Records pointing to named objects:
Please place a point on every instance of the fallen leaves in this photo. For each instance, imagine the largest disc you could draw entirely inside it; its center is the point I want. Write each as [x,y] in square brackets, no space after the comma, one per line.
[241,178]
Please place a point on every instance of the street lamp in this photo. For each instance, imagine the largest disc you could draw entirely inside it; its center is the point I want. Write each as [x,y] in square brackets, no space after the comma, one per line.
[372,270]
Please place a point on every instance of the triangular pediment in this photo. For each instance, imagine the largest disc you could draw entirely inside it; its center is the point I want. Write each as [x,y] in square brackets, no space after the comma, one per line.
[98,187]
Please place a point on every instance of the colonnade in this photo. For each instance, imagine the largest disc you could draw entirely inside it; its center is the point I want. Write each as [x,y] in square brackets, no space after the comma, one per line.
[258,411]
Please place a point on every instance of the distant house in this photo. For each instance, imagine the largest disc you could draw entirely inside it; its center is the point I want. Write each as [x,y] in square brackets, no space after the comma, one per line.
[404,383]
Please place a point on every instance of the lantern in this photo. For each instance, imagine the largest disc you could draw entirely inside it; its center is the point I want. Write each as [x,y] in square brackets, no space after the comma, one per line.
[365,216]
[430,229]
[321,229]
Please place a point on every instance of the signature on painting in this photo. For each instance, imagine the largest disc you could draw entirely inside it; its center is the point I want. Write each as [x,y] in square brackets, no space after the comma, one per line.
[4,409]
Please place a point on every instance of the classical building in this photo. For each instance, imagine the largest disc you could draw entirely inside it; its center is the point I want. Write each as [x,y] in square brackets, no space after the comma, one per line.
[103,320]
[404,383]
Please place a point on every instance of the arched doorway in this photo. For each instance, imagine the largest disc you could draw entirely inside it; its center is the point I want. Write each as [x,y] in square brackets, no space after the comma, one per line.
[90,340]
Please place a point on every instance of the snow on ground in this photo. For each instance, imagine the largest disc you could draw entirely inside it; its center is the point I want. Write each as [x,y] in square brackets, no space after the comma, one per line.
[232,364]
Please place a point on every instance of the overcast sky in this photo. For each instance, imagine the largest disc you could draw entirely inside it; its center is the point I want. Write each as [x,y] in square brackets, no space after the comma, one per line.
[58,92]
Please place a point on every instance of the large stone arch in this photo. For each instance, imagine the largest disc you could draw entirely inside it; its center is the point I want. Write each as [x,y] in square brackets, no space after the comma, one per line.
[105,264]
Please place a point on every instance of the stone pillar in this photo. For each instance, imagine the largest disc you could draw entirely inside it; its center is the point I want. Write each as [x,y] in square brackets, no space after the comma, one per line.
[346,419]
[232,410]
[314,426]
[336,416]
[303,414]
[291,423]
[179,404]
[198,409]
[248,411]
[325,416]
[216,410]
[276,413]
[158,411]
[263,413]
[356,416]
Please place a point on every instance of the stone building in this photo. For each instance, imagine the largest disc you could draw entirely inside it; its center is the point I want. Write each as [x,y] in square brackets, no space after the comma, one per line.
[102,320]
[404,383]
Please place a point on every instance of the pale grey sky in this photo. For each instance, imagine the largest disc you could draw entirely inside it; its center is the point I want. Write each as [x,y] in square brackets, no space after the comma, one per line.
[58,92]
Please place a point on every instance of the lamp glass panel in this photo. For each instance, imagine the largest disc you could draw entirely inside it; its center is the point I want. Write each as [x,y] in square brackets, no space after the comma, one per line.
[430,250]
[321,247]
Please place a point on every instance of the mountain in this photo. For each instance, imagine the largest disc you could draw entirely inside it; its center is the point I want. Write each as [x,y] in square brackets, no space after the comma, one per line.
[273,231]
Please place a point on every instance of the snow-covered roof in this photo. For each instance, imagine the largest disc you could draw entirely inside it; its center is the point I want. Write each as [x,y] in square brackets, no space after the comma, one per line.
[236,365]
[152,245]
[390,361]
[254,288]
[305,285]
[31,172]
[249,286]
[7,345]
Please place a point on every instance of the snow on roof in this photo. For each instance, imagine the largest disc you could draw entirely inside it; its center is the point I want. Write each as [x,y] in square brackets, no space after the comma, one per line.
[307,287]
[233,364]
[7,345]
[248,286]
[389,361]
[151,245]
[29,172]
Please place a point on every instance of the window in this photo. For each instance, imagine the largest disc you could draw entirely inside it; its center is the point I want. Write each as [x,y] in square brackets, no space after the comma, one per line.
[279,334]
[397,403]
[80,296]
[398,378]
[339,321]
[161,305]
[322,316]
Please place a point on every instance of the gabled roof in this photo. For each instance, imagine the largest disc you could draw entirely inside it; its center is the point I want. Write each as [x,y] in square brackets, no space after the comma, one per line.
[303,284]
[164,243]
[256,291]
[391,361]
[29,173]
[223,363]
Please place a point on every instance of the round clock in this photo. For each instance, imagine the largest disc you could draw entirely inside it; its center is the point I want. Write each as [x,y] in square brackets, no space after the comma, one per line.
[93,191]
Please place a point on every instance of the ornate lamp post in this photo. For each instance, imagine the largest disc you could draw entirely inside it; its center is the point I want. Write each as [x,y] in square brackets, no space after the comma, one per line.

Problem details:
Convert the listing, starting at the line that contains "snow on roof" and ending at its last line, into a JSON list of strings with one string per line and blank lines left out.

Exercise solution:
[
  "Please place a point on every instance of the snow on roof in this photo. For each instance, imagine the largest disc you could draw entirely inside it; its center is the point I want. Write each as [x,y] in square brackets, no space after the comma, one per line.",
  "[307,287]",
  "[233,364]",
  "[7,345]",
  "[248,286]",
  "[389,361]",
  "[151,245]",
  "[29,172]",
  "Please place a point on every instance of the window in this photo. For each instance, imagine the largest disc you could draw entirely inside it; its center is the point I want. Write each as [x,y] in square brackets, no space after the comma, one per line.",
  "[279,334]",
  "[397,403]",
  "[80,296]",
  "[398,378]",
  "[339,321]",
  "[161,305]",
  "[322,316]",
  "Please place a point on every instance of the gabled roof in this photo. For each instance, imagine the largest disc you could draw entirely inside it; its center is the point I want. Write each as [x,y] in square brackets, no space after the comma, one per line.",
  "[303,284]",
  "[164,243]",
  "[256,291]",
  "[391,361]",
  "[29,173]",
  "[223,363]",
  "Please place a point on every instance of the round clock in this photo. For each instance, imagine the largest disc you could draw entirely inside it; its center is the point I want. Write each as [x,y] in square brackets, no space after the comma, one per line.",
  "[93,191]",
  "Please place a point on every instance of the ornate lamp post in this photo. For each instance, imagine the largest disc you could draw entirely inside it; its center is the point I want. Write each as [x,y] in square brackets, no space after the comma, one per line."
]